<h1>Data Wrangling with OpenStreetMap and SQL</h1>

<b>Name:</b> Faraz Mirza

<b>Map Area:</b> I have choosen San Francisco Bay Area as I plan to move there.

<b>Location:</b> San Francisco Bay Area, USA  

<b>OpenStreetMap URL:</b>
http://wiki.openstreetmap.org/wiki/San_Francisco_Bay_Area,_California

<b>MapZen URL:</b>
https://s3.amazonaws.com/metro-extracts.mapzen.com/san-francisco-bay_california.osm.bz2


## 1. Data Audit

### Unique Tags  

Looking at the XML file, I found that it uses different types of tags. So, I parsed the San Francisco Bay, USA dataset using ElementTree and count number of the unique tags.  
<br>
<li>'member': 222,</li>
<li>'nd': 32900</li>
<li>'node': 30456</li>
<li>'osm': 1</li>
<li>'relation': 27</li>
<li>'tag': 11542</li>
<li>'way': 3509</li>

### Patterns in the Tags

The "k" value of each tag contain different patterns. I created 3 regular expressions to check for certain patterns in the tags. I have counted each of four tag categories.

- **Exercise tasks**
1. In one to three sentences, explain why the author of the OpenStreetMap write-up parsed the dataset and counted its unique tags.
2. Please answer these questions on the OpenStreetMap write-up:
(a) What tool was used to parse the dataset?
(b) How many 'node' tags were counted?
(c) How many regular expressions were created to check patterns in the tags?
The data further down has no connection to the text above it.

- **Dataset extract**
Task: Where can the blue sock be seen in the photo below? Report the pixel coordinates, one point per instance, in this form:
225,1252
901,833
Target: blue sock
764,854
...
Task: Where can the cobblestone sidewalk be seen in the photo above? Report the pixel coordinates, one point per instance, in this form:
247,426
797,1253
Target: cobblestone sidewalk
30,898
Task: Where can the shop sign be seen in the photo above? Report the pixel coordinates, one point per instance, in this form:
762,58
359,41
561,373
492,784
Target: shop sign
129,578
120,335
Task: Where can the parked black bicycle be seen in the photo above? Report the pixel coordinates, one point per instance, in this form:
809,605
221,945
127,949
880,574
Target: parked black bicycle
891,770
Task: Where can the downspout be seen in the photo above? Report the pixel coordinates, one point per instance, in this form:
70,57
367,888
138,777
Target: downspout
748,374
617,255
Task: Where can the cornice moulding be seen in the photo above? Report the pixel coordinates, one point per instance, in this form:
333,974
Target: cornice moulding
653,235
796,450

- **Solutions per task**
1. Looking at the XML file, the author found that it uses different types of tags. That led the author to parse the San Francisco Bay dataset with ElementTree and count the number of unique tags.

2.
(a) ElementTree
(b) 30456
(c) 3